_Input records_
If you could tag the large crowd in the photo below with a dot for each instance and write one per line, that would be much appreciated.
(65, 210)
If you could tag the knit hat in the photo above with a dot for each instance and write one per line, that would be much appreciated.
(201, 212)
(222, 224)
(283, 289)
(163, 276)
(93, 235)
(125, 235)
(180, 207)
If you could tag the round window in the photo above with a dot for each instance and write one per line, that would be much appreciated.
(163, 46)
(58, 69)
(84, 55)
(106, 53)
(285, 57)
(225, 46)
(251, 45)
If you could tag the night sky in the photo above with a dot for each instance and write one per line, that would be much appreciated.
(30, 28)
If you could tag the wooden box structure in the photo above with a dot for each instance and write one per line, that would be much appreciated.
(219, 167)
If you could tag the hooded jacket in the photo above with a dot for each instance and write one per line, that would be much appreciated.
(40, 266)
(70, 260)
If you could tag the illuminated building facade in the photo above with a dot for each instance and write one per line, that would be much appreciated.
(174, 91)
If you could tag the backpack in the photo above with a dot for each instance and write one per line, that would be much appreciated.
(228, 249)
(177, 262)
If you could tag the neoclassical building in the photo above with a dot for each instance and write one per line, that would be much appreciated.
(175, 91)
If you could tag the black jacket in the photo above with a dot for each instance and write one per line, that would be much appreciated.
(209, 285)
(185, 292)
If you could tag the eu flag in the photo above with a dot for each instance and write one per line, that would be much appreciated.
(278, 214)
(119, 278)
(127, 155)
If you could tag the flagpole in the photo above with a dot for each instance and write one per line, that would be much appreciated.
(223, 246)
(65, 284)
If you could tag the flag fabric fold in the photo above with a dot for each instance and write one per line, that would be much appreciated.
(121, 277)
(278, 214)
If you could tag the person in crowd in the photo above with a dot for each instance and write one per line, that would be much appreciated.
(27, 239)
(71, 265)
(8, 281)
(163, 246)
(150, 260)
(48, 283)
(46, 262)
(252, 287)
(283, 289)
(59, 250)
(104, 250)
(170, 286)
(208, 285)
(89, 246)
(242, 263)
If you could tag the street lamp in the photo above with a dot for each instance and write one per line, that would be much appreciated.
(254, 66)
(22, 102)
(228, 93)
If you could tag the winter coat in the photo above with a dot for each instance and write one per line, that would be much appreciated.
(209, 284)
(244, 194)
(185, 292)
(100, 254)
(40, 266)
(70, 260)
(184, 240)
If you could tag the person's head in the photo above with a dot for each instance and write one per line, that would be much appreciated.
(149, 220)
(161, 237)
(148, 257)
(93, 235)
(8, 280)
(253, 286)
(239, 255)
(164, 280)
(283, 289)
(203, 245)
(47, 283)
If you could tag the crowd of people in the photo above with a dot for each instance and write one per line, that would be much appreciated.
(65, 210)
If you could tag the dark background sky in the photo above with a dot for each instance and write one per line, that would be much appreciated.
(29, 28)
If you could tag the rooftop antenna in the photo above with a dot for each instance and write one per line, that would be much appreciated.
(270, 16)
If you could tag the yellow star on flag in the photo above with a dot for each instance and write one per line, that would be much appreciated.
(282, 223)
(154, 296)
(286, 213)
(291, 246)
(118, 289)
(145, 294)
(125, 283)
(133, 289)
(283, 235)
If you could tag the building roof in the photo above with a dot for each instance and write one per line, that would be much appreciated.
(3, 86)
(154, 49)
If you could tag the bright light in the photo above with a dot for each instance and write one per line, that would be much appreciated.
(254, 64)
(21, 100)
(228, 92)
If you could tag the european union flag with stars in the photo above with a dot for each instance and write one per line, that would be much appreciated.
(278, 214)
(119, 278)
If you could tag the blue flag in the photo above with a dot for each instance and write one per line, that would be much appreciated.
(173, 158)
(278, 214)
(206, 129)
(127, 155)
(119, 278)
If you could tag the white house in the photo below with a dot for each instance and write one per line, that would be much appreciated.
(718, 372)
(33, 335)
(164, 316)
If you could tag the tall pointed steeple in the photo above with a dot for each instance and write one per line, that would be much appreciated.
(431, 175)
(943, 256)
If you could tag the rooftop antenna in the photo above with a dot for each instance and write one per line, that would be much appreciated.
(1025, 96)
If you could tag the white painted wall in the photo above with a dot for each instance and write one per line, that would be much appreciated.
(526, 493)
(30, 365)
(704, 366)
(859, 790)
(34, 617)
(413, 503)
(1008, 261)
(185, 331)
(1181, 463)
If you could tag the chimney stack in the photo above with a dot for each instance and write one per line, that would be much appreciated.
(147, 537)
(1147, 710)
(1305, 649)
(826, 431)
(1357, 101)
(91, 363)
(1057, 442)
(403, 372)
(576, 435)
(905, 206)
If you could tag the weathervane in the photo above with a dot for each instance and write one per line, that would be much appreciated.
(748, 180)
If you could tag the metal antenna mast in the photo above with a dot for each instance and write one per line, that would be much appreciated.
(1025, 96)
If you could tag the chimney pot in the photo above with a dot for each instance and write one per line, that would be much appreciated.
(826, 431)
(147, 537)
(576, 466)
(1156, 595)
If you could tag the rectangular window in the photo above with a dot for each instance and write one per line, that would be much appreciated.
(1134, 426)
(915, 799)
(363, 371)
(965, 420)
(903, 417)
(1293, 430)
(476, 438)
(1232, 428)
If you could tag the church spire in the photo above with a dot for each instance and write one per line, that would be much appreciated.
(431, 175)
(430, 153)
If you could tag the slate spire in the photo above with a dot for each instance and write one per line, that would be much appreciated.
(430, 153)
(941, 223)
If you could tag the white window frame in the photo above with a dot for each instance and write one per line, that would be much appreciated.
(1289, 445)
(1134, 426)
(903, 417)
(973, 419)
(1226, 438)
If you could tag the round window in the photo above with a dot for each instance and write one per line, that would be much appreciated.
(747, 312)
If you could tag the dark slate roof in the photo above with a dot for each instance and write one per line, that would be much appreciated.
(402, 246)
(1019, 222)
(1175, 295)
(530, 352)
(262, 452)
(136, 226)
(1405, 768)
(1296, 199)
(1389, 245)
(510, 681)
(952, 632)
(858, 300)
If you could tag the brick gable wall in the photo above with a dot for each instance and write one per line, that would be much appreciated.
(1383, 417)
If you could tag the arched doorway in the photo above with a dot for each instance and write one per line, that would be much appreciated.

_Stated problem_
In the listing above, start at the line containing "If you could tag the dark background" and end after the line containing "(1181, 463)". Render those lines as a JSON list of strings with one string per line, skipping blank lines.

_Solution to this exercise_
[
  "If you could tag the dark background sky in the photo above with a dot for each instance and write one per line, that would be much appreciated.",
  "(29, 28)",
  "If you could tag the rooftop antenna in the photo above with a dot for each instance and write one per line, that would be much appreciated.",
  "(270, 16)",
  "If you could tag the yellow star on flag in the photo above with a dot for each instance and write one per line, that would be much appreciated.",
  "(282, 223)",
  "(154, 296)",
  "(286, 213)",
  "(291, 246)",
  "(118, 289)",
  "(145, 294)",
  "(125, 283)",
  "(133, 289)",
  "(283, 235)",
  "If you could tag the building roof in the photo above with a dot for each instance and write one per line, that would be much appreciated.",
  "(3, 86)",
  "(154, 49)",
  "If you could tag the bright light in the photo above with a dot for each instance and write one per line, that would be much appreciated.",
  "(254, 64)",
  "(21, 100)",
  "(228, 92)",
  "If you could tag the european union flag with stars in the photo above with a dot for each instance and write one per line, that would be much appreciated.",
  "(278, 214)",
  "(119, 278)",
  "If you could tag the blue flag in the photo above with a dot for each instance and write one per line, that would be much appreciated.",
  "(173, 158)",
  "(278, 214)",
  "(206, 129)",
  "(127, 155)",
  "(119, 278)",
  "If you could tag the white house in the photo below with a dot for each instance and write one per line, that would be much appreciated.",
  "(718, 372)",
  "(33, 335)",
  "(164, 316)",
  "If you could tag the tall pointed steeple in the photo above with a dot for each instance and write one per line, that would be much appreciated.",
  "(431, 175)",
  "(943, 256)",
  "If you could tag the rooftop antenna in the photo above with a dot for each instance and write one per line, that would be much appreciated.",
  "(1025, 96)",
  "If you could tag the white painted wall in the photo above with a dot for each instance and write one per line, that would be much appreciated.",
  "(526, 493)",
  "(30, 365)",
  "(704, 366)",
  "(859, 790)",
  "(34, 617)",
  "(413, 503)",
  "(1008, 261)",
  "(185, 331)",
  "(1181, 463)"
]